>> Begin Data records

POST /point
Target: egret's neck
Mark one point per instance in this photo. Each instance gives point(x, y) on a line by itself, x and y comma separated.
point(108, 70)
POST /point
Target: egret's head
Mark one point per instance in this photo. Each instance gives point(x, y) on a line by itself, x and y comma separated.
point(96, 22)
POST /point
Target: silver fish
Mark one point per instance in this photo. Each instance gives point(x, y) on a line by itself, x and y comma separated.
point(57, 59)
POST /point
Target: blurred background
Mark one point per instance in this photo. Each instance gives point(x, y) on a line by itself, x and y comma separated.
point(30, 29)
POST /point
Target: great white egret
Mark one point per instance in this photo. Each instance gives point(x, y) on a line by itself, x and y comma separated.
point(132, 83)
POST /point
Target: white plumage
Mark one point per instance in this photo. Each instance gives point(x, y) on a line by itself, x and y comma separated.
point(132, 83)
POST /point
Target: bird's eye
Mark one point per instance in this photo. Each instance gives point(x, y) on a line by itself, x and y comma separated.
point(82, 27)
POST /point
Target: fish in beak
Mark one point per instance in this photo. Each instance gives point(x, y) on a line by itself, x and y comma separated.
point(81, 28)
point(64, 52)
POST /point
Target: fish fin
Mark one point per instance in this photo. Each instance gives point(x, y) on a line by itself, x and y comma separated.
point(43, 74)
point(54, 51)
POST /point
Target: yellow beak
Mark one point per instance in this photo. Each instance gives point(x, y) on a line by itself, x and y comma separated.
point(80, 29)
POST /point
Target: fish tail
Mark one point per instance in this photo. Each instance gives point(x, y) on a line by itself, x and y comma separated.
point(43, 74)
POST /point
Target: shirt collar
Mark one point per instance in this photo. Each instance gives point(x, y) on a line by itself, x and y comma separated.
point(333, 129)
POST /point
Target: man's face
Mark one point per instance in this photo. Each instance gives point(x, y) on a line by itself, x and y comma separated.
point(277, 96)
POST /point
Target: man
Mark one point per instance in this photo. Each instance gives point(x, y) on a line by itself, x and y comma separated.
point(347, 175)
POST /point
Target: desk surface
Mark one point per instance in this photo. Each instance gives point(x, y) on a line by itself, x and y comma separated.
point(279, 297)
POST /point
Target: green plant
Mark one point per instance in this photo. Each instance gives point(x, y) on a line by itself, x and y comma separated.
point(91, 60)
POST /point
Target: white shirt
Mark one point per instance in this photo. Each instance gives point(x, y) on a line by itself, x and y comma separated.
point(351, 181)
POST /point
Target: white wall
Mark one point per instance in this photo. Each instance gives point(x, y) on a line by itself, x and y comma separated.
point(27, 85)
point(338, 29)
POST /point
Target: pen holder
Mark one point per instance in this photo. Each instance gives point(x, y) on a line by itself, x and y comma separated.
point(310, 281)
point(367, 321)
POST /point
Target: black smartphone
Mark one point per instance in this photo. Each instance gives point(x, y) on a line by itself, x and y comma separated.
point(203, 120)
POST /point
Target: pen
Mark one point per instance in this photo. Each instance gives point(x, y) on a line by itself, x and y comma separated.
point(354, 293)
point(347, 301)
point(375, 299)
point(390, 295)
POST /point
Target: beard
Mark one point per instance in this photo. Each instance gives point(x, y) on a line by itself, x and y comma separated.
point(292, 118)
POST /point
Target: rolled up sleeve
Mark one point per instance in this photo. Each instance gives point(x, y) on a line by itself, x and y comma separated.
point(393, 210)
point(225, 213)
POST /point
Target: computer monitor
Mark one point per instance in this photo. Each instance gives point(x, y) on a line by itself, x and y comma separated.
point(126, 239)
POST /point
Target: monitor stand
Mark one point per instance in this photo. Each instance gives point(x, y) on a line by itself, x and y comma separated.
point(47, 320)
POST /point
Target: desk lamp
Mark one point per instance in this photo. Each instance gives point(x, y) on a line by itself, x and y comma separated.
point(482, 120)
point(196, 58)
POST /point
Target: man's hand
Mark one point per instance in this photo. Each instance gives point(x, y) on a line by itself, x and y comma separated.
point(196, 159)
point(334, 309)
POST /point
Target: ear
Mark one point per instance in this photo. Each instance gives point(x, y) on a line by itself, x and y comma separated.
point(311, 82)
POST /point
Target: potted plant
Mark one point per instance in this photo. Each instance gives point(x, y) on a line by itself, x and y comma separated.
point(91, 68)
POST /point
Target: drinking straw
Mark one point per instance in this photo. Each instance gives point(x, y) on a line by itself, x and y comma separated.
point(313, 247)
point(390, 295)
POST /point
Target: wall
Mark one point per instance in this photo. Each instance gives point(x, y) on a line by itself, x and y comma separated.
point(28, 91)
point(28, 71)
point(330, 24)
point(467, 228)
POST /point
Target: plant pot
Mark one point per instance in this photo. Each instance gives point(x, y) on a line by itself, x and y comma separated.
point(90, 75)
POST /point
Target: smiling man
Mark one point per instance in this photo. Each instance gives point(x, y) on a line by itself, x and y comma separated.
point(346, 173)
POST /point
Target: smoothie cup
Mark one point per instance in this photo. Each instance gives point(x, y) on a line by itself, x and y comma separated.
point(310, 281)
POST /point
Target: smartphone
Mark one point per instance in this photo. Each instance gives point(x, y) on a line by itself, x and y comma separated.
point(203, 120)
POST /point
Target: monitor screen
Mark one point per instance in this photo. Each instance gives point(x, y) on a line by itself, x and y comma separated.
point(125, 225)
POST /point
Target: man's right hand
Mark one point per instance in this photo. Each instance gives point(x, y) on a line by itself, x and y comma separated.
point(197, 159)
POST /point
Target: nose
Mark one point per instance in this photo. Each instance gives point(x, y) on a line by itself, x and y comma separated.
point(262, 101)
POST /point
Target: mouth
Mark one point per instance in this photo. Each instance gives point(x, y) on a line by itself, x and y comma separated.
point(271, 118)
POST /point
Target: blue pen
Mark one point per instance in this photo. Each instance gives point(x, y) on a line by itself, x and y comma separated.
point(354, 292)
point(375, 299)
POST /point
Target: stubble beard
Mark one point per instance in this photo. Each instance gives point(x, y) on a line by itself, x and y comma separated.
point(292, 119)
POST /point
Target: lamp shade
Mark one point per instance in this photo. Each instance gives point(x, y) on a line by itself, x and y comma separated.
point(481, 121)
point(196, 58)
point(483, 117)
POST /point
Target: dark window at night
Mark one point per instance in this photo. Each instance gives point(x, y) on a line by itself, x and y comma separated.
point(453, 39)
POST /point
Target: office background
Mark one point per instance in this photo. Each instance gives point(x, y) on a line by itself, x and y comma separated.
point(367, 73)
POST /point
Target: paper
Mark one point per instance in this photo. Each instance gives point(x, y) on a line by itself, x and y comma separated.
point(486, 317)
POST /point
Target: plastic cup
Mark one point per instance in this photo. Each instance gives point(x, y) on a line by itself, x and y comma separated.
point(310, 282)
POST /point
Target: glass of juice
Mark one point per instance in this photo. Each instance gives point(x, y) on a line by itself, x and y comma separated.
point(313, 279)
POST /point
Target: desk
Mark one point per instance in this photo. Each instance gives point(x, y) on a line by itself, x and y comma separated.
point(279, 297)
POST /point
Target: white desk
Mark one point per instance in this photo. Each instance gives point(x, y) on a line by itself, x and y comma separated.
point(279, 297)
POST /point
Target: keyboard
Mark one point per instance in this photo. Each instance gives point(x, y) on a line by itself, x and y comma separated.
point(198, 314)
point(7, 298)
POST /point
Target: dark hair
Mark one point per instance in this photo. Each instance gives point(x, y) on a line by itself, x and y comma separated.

>> End Data records

Pull out every line from the start of the items up to and including the line with "point(54, 51)", and copy them word for word.

__Written reply__.
POST /point
Target: egret's neck
Mark one point per instance in this photo. Each instance gives point(x, y) on a line by itself, x and y comma separated.
point(108, 70)
POST /point
Target: egret's head
Mark one point per instance in this photo. Each instance gives point(x, y) on a line by itself, x and y comma separated.
point(96, 22)
POST /point
Target: silver fish
Mark one point per instance in this photo. Each instance gives point(x, y) on a line by itself, x and y comma separated.
point(57, 59)
POST /point
Target: blurred background
Mark one point per instance in this photo. Each instance gives point(x, y) on a line by itself, x and y comma separated.
point(30, 29)
POST /point
Target: great white egret
Mark one point per instance in this photo. Each instance gives point(x, y) on a line by itself, x and y comma separated.
point(132, 83)
POST /point
Target: white plumage
Mark one point per instance in this photo. Each instance gives point(x, y) on a line by itself, x and y comma separated.
point(132, 83)
POST /point
Target: bird's eye
Mark one point per instance in this photo. Each instance gives point(x, y) on a line by itself, x and y comma separated.
point(82, 27)
POST /point
Target: fish in beak
Mark one point per instance in this photo. Each instance gives point(x, y) on a line by itself, x and y comma separated.
point(81, 28)
point(64, 52)
POST /point
Target: fish fin
Mark one point per instance in this photo. Each instance gives point(x, y) on a line by itself, x and y comma separated.
point(43, 74)
point(54, 51)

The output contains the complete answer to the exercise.